EXERCISE 1:
Reproduce the workers' compensation article from "People who contact" up to and including "workers’ compensation laws.", swapping "unsafe work condition" for "hazardous work condition".
EXERCISE 2:
For each statement below, say yes or no according to the workers' compensation article, and quote the words of the article that decide it. (a) An employer that has bought workers' comp insurance can be sued directly by an injured employee. (b) A complaint to Nevada OSHA about unsafe work conditions can be filed anonymously. (c) Workers' comp benefits fully make up for an injured worker's lost wages.
EXERCISE 3:
Continue the workers' compensation article from where it ends.

QUOTED PASSAGE:
******************************

People who contact me after getting hurt as a result of an unsafe work condition ask about suing their employer. In this lousy economy many employers are trying to save a buck by not following safety procedures to protect employees from foreseeable accidents.
The worker who ends up hurt due to an obvious unsafe work condition or practice feels angry toward his employer. However, the law is the same whether someone is angry or not. It’s a shock for the injured worker to learn that his employer cannot be sued for the harm caused by the employer’s failure to correct an unsafe work condition, even if the employer has been asked to correct it and knows that an accident is likely to happen. The reason for that has to do with the underlying concept behind workers’ compensation laws.
If an injury arises out of and in the course and scope of employment, the injured worker has the right to file a workers’ compensation claim and the right to obtain the benefits described in the Nevada Industrial Insurance Act (NRS Chapters 616A-D). As the injured worker discovers, those benefits only partially compensate him for his lost wages and loss of earning potential. No matter how negligent, uncaring, or stupid an employer is about work place safety, if the employer has purchased workers’ comp insurance, the employer is legally protected from a direct lawsuit by the injured employee. This is called exclusive remedy.
What an injured employee should do is maximize his workers’ comp benefits by educating himself about all benefits that are available. The employee may also take action before or after he is injured by filing an anonymous complaint with Nevada OSHA to report unsafe work conditions. An OSHA inspector may inspect a workplace, fine the employer, and order corrective action. However, no additional benefits or compensation will be paid to the injured worker if a violation is found.

******************************

EXTRACTED INFORMATION:
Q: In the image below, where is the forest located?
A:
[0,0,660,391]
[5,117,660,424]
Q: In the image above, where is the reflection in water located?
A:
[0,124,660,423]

******************************

ANSWER 1:
People who contact me after getting hurt as a result of an hazardous work condition ask about suing their employer. In this lousy economy many employers are trying to save a buck by not following safety procedures to protect employees from foreseeable accidents.
The worker who ends up hurt due to an obvious hazardous work condition or practice feels angry toward his employer. However, the law is the same whether someone is angry or not. It’s a shock for the injured worker to learn that his employer cannot be sued for the harm caused by the employer’s failure to correct an hazardous work condition, even if the employer has been asked to correct it and knows that an accident is likely to happen. The reason for that has to do with the underlying concept behind workers’ compensation laws.

ANSWER 2:
(a) No: "the employer is legally protected from a direct lawsuit by the injured employee."
(b) Yes: "filing an anonymous complaint with Nevada OSHA to report unsafe work conditions."
(c) No: "those benefits only partially compensate him for his lost wages and loss of earning potential."

ANSWER 3:
Why has the Nevada legislature made it impossible for injured workers to sue negligent employers who cause work injuries with their unsafe work conditions? The reason is mostly historical. When workers compensation laws were adopted by the various states at the turn of the century, they were a great improvement for most workers over trying to sue their employer under the common law. The new laws provided immediate medical care and wage loss replacement for all workers regardless of who was at fault for the accident. The idea was that society would protect all injured workers to some extent and spread the cost of industrial insurance on to all consumers through the employers.
This month is the 100th anniversary of the Triangle Shirtwaist Fire that killed 146 people in a factory that had had several fires. This tragic fire in a Manhattan sweat shop prompted many of the early reforms to protect workers from unsafe work conditions.The reforms lead to much better working conditions, but one hundred years later, employers still don’t always do the safe and right thing to protect their employees from harm.
Are the reasons for not being able to sue the employer still valid in today’s world? Or, is it time to make an inroad into the exclusive remedy protection afforded to employers?